GIVEN PASSAGE.
I know it might seem cliché, but reading, writing, and arithmetic are best for direct mental stimulation. The mind is a muscle, and it has to be exercised to grow stronger. Read and write every day. Do one or two mathematical word problems each day. Word problems combine reading, writing, and critical thinking to help solve real-world problems.

The second most important component is to end your day with reflection. This allows us to assess the effectiveness of our plan to reach the goal. Daily exercise, word problems, and meditation will develop a stronger mindset in as little as three weeks if it’s done consistently.

Author Links: GoodReads | X (Twitter) | Website | Amazon

Discover Your Gold Mind by David L. Shabazz is a motivational self-help book that challenges readers to rethink the way they approach life, success, and personal fulfillment. It encourages individuals to uncover the hidden “gold” within their own minds – the unique talents, insights, and potential that too often go untapped – and offers a fresh outlook on how to harness that inner resource to build a more meaningful, successful life. With practical guidance aimed at helping readers break through self-limiting habits and beliefs, Shabazz’s work inspires a deeper understanding of one’s purpose, fosters greater self-confidence, and champions the transformative power of self-discovery and positive action. Originally published in paperback in 2001, this book blends motivational insight with spiritual and practical reflections to guide anyone seeking personal growth and a more empowered mindset.


Discover Your Gold Mind

Discover Your Gold Mind by David L. Shabazz is a motivational and reflective guide about cultivating what the author calls a “gold mind,” a disciplined inner life shaped by self-awareness, faith, purposeful action, goal-setting, persistence, and care for the body as well as the spirit. Shabazz moves from self-concept and perception to dreams, confidence, perseverance, character, health, income, and legacy, drawing on examples such as Maya Angelou, Joe Dudley, Tom Dempsey, Satchel Paige, Walt Disney, and Maurice Ashley to argue that success begins long before the visible achievement. The book insists that poverty and abundance are not only material conditions, but habits of thought, and that a person’s future is deeply affected by the way they speak to themselves, imagine possibility, and act under pressure.

I found the book most affecting when Shabazz turns from broad exhortation to concrete human moments. The Volkswagen Jetta story, where he realizes he has neglected the value of what he already possesses, quietly becomes one of the book’s best metaphors: we often treat our minds like inherited property instead of sacred equipment. That idea stayed with me. So did the discussion of the Johari Window, especially the “unknown” quadrant, because it gives the self-help material a welcome tenderness. It suggests that we are not merely broken things to be fixed, but undiscovered countries. The book’s recurring emphasis on self-concept, inner speech, and disciplined imagination has real emotional force, particularly when paired with stories of people who had every reason to surrender to humiliation, injury, poverty, or delay.

The writing is warm, direct, and sermon-like, with the rhythm of a speaker who wants to reach the person at the back of the room. I admired that accessibility. Shabazz writes with conviction, and his best passages have the cadence of lived counsel rather than abstract theory. The phrases about goals, thought, discipline, faith, and self-mastery begin to accumulate like a drumbeat. By the time the book reaches practical habits such as planning the day, exercising the body and mind, and building a spiritual foundation, its message feels less like a slogan and more like a daily ethic.

I respected Discover Your Gold Mind for its heart, its moral seriousness, and its refusal to let readers hide behind talent, circumstance, or delay. I’d recommend it to readers who appreciate faith-inflected personal development, students or young professionals looking for a practical push, and anyone drawn to motivational writing that blends self-reflection, discipline, and purpose with a strong sense of spiritual accountability. Its best audience is someone ready not just to be encouraged, but to be confronted with the responsibility of becoming.

DATASET.
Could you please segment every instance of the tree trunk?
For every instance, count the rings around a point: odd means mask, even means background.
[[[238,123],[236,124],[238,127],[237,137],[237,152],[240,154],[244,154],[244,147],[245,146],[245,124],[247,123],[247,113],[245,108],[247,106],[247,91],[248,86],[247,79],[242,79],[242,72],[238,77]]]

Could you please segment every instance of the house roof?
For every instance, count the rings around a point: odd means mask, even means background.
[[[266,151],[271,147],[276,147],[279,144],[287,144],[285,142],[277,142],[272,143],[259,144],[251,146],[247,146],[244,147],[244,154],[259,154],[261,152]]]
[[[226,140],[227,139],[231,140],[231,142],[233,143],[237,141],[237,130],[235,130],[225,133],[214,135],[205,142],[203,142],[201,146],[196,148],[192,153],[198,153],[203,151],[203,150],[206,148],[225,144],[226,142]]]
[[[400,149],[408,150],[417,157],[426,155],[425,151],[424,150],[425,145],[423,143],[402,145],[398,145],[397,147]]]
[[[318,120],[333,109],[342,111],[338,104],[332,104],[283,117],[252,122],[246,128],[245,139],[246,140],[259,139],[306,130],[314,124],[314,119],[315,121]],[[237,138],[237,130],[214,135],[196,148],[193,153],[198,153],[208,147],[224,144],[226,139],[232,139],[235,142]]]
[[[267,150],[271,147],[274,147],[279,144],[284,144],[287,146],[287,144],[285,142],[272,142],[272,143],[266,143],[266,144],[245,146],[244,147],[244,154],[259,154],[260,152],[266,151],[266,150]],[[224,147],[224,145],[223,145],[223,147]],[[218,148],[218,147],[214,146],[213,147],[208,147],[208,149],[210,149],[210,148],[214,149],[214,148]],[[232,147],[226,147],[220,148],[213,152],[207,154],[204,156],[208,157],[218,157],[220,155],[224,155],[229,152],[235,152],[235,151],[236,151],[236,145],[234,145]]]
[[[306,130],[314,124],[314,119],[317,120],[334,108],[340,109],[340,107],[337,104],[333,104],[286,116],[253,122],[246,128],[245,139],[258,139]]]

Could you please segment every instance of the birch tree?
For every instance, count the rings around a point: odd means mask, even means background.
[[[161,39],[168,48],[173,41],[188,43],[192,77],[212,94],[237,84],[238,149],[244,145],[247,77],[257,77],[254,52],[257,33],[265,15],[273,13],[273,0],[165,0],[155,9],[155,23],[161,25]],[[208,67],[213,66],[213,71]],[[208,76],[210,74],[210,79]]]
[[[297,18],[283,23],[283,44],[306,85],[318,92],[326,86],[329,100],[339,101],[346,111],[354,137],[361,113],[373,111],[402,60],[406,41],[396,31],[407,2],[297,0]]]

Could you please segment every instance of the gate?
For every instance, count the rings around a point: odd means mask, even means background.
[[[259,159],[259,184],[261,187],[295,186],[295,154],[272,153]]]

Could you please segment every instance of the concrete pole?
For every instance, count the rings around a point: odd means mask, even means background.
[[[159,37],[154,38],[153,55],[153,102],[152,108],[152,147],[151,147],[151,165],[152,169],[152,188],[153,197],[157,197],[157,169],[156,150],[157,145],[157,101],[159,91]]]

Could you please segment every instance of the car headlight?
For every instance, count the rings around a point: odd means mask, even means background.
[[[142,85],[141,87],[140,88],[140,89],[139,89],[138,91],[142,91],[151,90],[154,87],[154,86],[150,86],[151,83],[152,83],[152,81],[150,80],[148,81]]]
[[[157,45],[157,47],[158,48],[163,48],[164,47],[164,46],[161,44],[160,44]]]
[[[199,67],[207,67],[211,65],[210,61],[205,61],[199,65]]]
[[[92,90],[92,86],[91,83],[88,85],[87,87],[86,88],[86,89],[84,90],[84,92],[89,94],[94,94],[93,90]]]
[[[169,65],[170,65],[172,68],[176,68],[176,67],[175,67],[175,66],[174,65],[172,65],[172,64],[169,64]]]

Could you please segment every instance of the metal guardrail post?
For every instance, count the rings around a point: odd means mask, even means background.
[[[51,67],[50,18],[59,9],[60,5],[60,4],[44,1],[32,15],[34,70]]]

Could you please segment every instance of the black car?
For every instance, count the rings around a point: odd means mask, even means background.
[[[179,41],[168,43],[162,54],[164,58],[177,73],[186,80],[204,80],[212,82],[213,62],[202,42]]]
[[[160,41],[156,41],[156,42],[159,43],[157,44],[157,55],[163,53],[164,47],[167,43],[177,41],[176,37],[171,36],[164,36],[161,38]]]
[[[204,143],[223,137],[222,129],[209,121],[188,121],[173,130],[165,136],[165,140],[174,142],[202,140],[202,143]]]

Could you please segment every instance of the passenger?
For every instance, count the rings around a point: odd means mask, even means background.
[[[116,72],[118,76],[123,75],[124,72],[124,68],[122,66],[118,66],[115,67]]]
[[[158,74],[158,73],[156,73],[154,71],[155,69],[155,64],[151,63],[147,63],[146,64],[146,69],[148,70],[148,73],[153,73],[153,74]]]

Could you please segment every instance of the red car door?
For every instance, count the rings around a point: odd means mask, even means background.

---

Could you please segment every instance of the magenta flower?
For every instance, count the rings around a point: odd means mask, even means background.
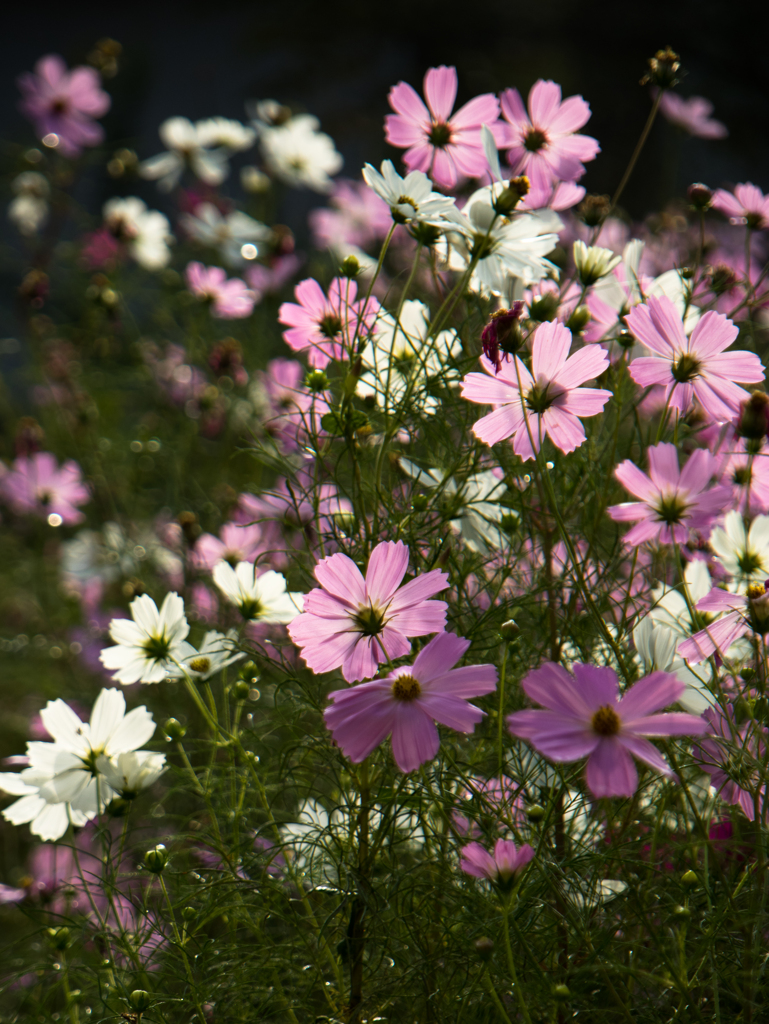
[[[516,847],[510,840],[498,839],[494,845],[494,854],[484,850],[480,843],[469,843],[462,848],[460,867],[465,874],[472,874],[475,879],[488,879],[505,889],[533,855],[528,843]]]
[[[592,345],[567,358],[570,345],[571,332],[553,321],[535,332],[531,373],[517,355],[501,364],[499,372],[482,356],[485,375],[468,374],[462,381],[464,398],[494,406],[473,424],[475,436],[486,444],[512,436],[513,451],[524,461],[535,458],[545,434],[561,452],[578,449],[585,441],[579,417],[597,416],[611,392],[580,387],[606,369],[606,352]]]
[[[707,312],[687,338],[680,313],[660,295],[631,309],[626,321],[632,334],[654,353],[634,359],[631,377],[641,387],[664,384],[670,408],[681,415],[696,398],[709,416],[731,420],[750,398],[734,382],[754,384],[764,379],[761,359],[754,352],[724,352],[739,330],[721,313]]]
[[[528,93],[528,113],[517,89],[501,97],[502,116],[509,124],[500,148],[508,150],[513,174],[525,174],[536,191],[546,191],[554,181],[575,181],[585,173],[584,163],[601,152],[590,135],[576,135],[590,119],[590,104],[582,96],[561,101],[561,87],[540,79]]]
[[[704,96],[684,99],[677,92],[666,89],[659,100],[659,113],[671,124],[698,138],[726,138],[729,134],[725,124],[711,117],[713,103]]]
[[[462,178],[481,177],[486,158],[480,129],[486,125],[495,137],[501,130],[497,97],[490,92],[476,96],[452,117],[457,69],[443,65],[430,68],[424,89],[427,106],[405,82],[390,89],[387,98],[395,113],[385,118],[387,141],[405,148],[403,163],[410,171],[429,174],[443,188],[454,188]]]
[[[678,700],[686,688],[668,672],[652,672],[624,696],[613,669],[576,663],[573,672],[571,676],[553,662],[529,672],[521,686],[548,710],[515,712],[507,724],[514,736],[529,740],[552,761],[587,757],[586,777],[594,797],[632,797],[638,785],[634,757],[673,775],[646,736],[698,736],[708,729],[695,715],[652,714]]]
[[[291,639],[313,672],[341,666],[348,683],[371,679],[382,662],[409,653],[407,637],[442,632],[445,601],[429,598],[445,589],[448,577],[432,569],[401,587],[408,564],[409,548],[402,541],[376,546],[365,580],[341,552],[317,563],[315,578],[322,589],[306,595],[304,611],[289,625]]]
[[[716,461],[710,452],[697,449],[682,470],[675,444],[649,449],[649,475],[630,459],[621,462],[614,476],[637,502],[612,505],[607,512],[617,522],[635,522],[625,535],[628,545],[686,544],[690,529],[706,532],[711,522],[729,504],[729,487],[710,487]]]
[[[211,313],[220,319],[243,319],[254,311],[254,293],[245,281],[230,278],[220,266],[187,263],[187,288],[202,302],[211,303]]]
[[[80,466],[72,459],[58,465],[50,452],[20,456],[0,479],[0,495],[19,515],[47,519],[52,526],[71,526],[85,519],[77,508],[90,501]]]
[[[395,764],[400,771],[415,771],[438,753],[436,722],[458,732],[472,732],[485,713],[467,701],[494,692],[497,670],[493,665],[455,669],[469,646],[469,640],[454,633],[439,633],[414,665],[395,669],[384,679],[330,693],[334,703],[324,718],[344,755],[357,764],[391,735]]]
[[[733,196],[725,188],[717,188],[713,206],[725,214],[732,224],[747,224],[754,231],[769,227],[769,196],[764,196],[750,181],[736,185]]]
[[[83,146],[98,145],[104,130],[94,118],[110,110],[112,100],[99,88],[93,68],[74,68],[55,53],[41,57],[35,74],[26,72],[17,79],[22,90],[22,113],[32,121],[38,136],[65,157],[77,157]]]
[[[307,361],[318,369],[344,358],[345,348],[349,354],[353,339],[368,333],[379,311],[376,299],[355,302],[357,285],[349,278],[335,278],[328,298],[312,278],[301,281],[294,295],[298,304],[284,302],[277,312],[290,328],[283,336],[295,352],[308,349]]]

TASK. Condense the text about Discover Your Gold Mind into two sentences.

EXERCISE RESPONSE. Discover Your Gold Mind by David L. Shabazz is a motivational self-help book, first published in paperback in 2001, about building a "gold mind" through self-awareness, faith, goal-setting, persistence, and care for body and spirit, with examples such as Maya Angelou and Walt Disney. The review praises its warm, direct, sermon-like writing and moments like the Volkswagen Jetta story, and recommends it to readers drawn to faith-inflected personal development, while the opening advice urges daily reading, writing, word problems, and evening reflection to build a stronger mindset.